TASK TO COMPLETE
Extract every line of the rows below word for word, omitting the pictures.

++++ MATERIAL ++++

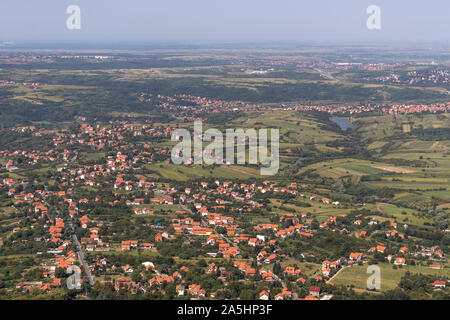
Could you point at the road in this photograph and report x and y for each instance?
(79, 251)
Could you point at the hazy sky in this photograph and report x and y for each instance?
(225, 20)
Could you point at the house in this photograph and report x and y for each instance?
(271, 259)
(438, 284)
(314, 291)
(356, 256)
(128, 269)
(180, 290)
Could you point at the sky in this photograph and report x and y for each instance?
(226, 20)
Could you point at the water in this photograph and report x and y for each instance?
(343, 123)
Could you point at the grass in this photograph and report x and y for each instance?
(356, 275)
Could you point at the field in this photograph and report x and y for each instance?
(356, 275)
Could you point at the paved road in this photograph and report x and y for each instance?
(87, 272)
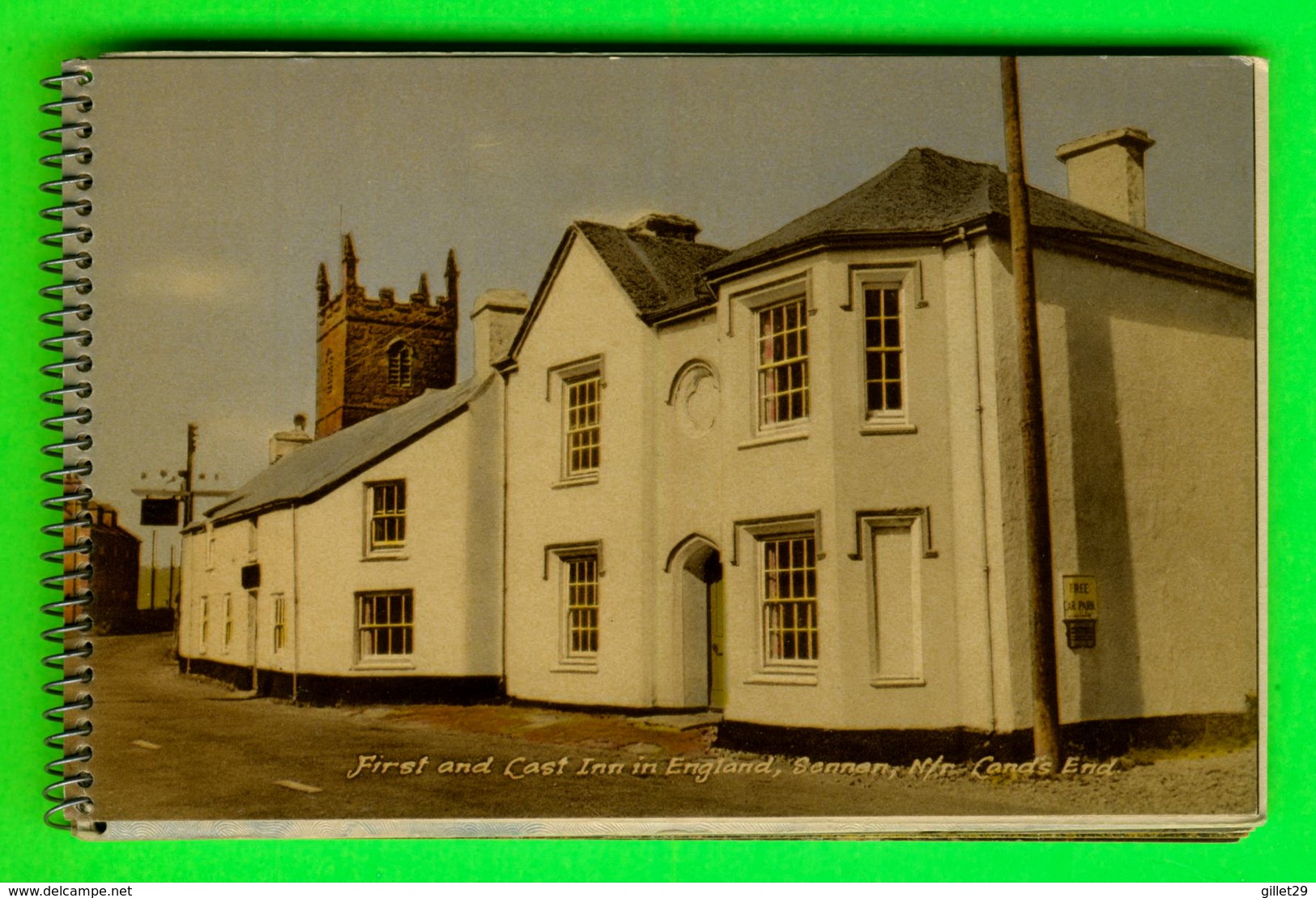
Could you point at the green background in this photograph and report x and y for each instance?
(37, 36)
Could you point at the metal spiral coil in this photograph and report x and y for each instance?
(69, 792)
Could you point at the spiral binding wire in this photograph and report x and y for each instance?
(69, 793)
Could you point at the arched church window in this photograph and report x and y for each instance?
(399, 365)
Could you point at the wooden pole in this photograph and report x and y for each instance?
(189, 473)
(1036, 487)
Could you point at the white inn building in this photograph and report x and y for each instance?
(785, 482)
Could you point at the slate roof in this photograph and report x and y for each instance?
(662, 275)
(324, 464)
(928, 194)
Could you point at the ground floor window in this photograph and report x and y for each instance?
(790, 598)
(582, 585)
(280, 623)
(385, 623)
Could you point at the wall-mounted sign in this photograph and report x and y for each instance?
(160, 513)
(1080, 598)
(1082, 606)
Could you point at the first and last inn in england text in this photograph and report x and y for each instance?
(781, 481)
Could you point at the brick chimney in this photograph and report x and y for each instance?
(1105, 172)
(496, 319)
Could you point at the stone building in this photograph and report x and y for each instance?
(375, 351)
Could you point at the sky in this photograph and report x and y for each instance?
(223, 183)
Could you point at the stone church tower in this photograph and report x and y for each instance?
(373, 351)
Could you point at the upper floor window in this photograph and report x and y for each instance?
(582, 424)
(387, 525)
(884, 351)
(400, 365)
(790, 598)
(783, 362)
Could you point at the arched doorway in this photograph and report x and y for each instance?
(701, 612)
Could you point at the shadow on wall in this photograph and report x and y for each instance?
(1109, 675)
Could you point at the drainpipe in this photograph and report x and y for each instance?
(296, 610)
(981, 475)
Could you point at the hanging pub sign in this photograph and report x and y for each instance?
(1080, 610)
(160, 513)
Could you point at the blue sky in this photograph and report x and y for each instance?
(221, 183)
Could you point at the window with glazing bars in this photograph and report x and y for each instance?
(385, 623)
(583, 424)
(280, 623)
(387, 515)
(884, 351)
(399, 365)
(790, 599)
(582, 605)
(783, 362)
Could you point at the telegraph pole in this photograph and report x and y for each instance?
(189, 496)
(1036, 487)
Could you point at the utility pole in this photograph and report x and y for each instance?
(189, 496)
(1036, 486)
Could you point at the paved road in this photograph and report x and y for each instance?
(174, 747)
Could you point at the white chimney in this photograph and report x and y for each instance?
(496, 319)
(287, 441)
(1105, 172)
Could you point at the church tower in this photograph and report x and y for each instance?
(373, 351)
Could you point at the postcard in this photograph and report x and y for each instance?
(641, 445)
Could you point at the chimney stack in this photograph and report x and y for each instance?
(496, 319)
(1105, 172)
(288, 441)
(658, 224)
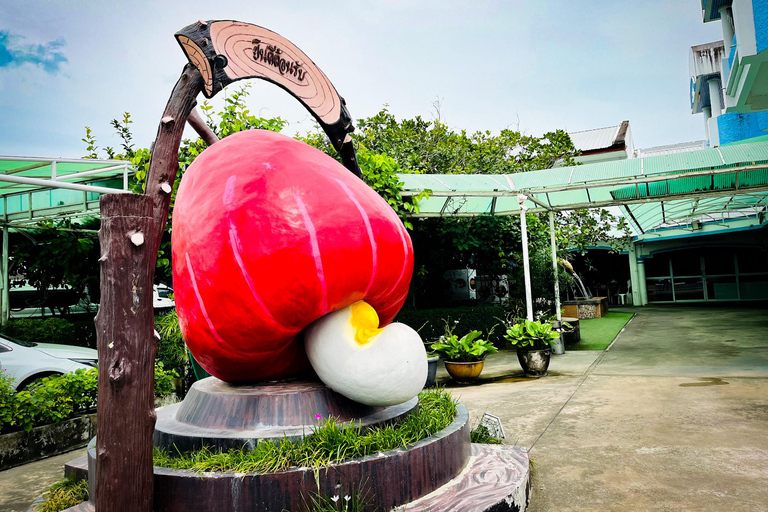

++++

SOLUTION
Could you point at the road in this photograph and report x and y for each instance?
(79, 251)
Could you point at the hazy sky in this photograph and report x and y for each instance?
(225, 20)
Could you point at the house in this photograph and report x and y for each instance?
(271, 259)
(438, 284)
(314, 291)
(356, 256)
(128, 269)
(180, 290)
Could you point at the sky in this photograph and report x and y for each instance?
(226, 20)
Could you point at the water in this photograph and report x and y for each instance?
(343, 123)
Could you point at the grass in this photograph and report x and y for each instance?
(356, 275)
Could you point at the field in this photograph and report x and y for each instance?
(356, 275)
Could you point at the paved road in this photograph and report x and y for each instance?
(87, 272)
Could you point at the green background in this photograph and report x and y for each instance?
(37, 36)
Could you point at the metal spiral coil in this photograph and report x and y for each instance?
(69, 792)
Could you point at the spiral binding wire in this photograph and report x and y for each instance?
(69, 793)
Could you point at the arched church window in this photograph and report x and y for each instance?
(399, 365)
Could you point at the wooden pole in this photograph and report x and y for each instance?
(189, 473)
(1036, 487)
Could you point at the white inn building in this photograph and report x and y for each instance?
(785, 482)
Could you point at the slate roof in this photograph and report x and y for each instance?
(662, 275)
(324, 464)
(928, 194)
Could you point at the ground floor window in this photograph and report x and y for each instance?
(790, 598)
(582, 585)
(280, 623)
(385, 623)
Could you point at the wall-mounted sign in this photograph and report x and y for each instance?
(160, 513)
(1080, 598)
(1082, 606)
Could you point at the first and last inn in england text in this photograph and report x and y for each instance?
(781, 481)
Could you point at the brick chimney in this photograph and report x and y for each instance?
(1105, 172)
(496, 319)
Could you point at the stone building in this photograph and report x and y for each instance?
(375, 351)
Could you point at the sky in this photograph and report x and y for each instance?
(223, 183)
Could you point at the stone church tower in this photograph and report x and y for each instance?
(373, 351)
Could you point at the upper floor window in this photograph and report x and y for each instance?
(582, 424)
(387, 525)
(884, 351)
(400, 365)
(790, 598)
(783, 362)
Could you point at the arched doorway in this photograph and report x and y for each instance?
(701, 612)
Could you point at the shadow on wall in this photograph and report x and y for each instance?
(1109, 675)
Could you point at the drainpipe in this photograph and report x and y for each instance?
(296, 610)
(981, 475)
Could you point at the hanging pub sign in this photograph and report x and y for each instance?
(1080, 610)
(160, 513)
Could you point at the blue sky in this photograph and report x and y for each instance?
(221, 183)
Could you point at the window with glazing bars in this photograph and report x and y for each instance?
(385, 623)
(583, 424)
(280, 623)
(387, 515)
(884, 351)
(399, 365)
(790, 599)
(582, 605)
(783, 362)
Could you point at the telegraph pole in this photograph and report x and y for each instance?
(189, 496)
(1036, 487)
Could you point at the utility pole in this photograph and report x and y for each instance?
(189, 496)
(1036, 486)
Could you point at the paved road in this photograph and report x and y for each instance?
(174, 747)
Could you point at the white chimney in this photograph and report x and y for each instance?
(496, 319)
(287, 441)
(1105, 172)
Could you point at the church tower in this photograph and report x and y for each instance?
(373, 351)
Could you point at the postcard in this photograph and report x and y for each instance?
(641, 445)
Could you point at the chimney stack in this photograph and report x and y for each instance?
(496, 319)
(1105, 172)
(288, 441)
(658, 224)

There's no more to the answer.